»»

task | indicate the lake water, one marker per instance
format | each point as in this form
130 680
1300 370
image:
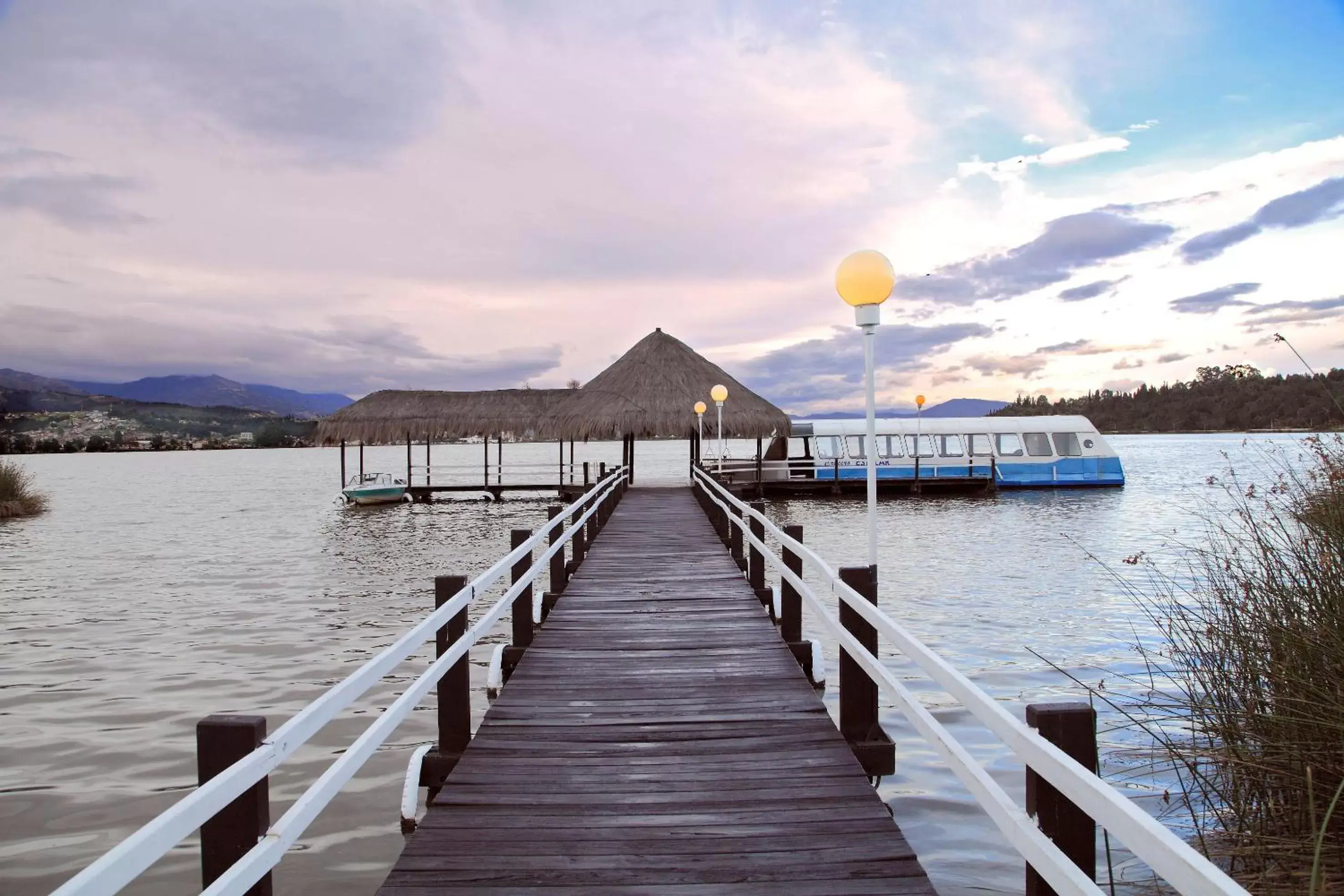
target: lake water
164 587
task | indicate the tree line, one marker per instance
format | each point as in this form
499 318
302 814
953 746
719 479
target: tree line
1233 398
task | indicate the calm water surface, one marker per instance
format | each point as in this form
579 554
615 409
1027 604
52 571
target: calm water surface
164 587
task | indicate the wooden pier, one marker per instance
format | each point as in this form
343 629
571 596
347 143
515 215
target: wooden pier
658 737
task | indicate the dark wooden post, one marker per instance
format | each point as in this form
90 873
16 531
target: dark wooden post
735 539
791 605
553 594
1073 729
756 561
577 545
453 692
604 508
858 692
760 460
522 630
592 523
221 742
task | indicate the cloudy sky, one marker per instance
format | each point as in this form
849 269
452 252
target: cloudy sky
363 194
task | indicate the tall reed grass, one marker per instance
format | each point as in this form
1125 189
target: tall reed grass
1245 689
18 497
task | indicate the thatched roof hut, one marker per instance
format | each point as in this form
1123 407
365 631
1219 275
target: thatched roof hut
648 393
391 414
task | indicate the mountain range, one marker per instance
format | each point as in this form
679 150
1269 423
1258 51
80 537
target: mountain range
952 407
194 391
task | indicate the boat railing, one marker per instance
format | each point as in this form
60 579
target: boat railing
746 471
142 850
1183 868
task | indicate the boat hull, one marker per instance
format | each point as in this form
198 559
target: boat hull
381 495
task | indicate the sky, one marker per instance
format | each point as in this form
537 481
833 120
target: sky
351 195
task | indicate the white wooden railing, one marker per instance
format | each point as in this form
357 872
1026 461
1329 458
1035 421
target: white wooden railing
1168 855
129 859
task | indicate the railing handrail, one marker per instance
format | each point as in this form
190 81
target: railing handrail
132 856
1148 839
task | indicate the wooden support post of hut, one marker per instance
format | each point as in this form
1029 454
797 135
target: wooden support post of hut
391 417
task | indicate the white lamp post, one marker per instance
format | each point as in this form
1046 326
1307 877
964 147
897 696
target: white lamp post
865 281
700 429
720 394
918 422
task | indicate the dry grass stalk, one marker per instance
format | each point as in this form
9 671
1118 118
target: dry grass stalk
1246 692
18 497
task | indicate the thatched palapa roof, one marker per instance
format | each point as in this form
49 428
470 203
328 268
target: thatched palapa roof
649 393
390 414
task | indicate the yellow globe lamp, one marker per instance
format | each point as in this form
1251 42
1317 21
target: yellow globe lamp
720 394
865 280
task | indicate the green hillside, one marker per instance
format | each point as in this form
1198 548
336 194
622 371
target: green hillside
1233 398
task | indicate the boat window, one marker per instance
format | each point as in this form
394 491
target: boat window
828 446
1066 445
1009 444
925 446
1038 444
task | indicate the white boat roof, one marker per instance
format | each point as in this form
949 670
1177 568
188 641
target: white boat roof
1044 424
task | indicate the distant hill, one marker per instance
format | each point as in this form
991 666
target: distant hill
33 383
952 407
194 391
1233 398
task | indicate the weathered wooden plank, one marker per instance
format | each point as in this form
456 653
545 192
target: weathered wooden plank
658 739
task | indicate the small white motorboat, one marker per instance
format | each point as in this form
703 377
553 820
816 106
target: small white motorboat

««

Exercise description
Set down every entry exactly; omit the pictures.

Solution
task | indicate the lake water, one marker per instance
format | each point as in this form
130 680
1300 370
image:
target: lake water
164 587
task | indicate the tree line, one marker per instance
format | each point as in this form
499 318
302 814
953 746
719 479
target: tree line
1233 398
task | indicate the calm water surface, one marker per instance
format | each point as in this form
579 554
615 409
1027 604
52 571
target: calm water surface
164 587
task | indicate the wooden pier, one marker per instance
format | each point as in this form
343 629
571 596
347 143
515 215
target: wooden pier
658 737
task | indicate the dark wooden post, one marker per instance
format | each point as in this form
90 873
16 531
target: dark wooden post
735 539
791 605
553 594
1073 729
756 561
577 545
453 692
604 508
858 692
760 460
522 630
592 523
221 742
task | indicate the cloudy sky, one marker per instance
format | each point as in this form
849 269
452 252
target: cloudy sky
363 194
task | indicate the tall reed grass, one marker per instance
format | each point as in this form
1125 189
target: tall reed grass
1245 689
18 497
task | indicate the thatched roof hut, one marker per instance
format | each point as in this form
1123 407
365 631
1219 275
target: thatched roof hut
648 393
391 414
task | indicate the mountain range, one marker per instance
format | each point as in this form
679 150
1269 423
1258 51
80 537
target: mountain range
952 407
194 391
task | indicate the boat railing, one marker per instance
format | each point as in this form
60 579
target: boat railing
746 471
142 850
1183 868
task | indicate the boat hull, one marker per instance
format | each point as in this form
198 559
target: boat hull
381 495
task | indicate the sky, one marker per instance
format | each point as in this form
537 481
833 120
target: sky
351 195
task | indicate the white wooden railing, one marker per instance
format | each point as in this form
357 872
1026 461
1329 458
1035 421
target: white wooden railing
1168 855
129 859
task | indicate the railing handrail, one marker per instance
format | each point as in this form
190 81
target: railing handrail
132 856
1148 839
task | indicate the wooden support post of hut, one marker per instance
format | each point as in this form
1029 454
797 135
target: wooden support post of hut
391 417
task | indicate the white lamp post, one marker per instance
format | each point as in this form
1046 326
1307 877
964 147
897 696
target: white lamp post
865 281
700 429
720 394
918 422
task | indicate the dry grass stalk, one marker per instance
format | each point as in this form
9 671
1118 118
target: dry grass stalk
1246 692
18 497
task | indicate the thatched palapa roof, one marker per instance
format | each point as in this form
49 428
470 203
328 268
target: thatched palapa roof
649 393
390 414
task | indicate the yellow globe lamp, one marker per instance
format | each point as in this form
1251 42
1317 21
target: yellow globe lamp
720 394
865 280
task | indicate the green hillside, one marker per instance
format | each point as in this form
1198 548
336 194
622 371
target: green hillside
1233 398
task | indicate the boat window, one marker per instance
format | each point as in this form
394 491
target: boat window
828 446
1066 445
1009 444
925 446
1038 444
task | indicate the white boat roof, one marker per instance
format | each point as in this form
949 670
1177 568
188 641
target: white boat roof
1044 424
task | indicate the distant hill, one marker per instance
format | each point as in this form
991 666
target: distant hill
33 383
952 407
194 391
1233 398
task | indicate the weathered wooden plank, one marker per instance
format | each point as in this form
456 653
545 192
target: weathered wooden plank
658 739
task | indicate the small white motorboat, one marker per instance
format | each point as in this form
703 377
553 820
816 106
target: small white motorboat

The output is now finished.